[The problem]:
In the entries that follow, find the word "query" and report each line it is on.
____
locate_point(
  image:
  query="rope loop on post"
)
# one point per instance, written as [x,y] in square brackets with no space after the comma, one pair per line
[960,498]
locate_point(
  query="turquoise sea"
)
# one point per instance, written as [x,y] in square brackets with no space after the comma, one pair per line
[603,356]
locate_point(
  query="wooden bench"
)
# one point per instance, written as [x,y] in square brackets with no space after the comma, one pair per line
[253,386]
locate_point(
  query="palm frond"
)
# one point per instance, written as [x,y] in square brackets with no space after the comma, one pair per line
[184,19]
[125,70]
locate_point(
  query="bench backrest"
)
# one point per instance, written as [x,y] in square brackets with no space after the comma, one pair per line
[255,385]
____
[Answer space]:
  query="rope loop on post"
  query="turquoise sea"
  query="wooden bench"
  query="palm frond"
  query="bench backrest"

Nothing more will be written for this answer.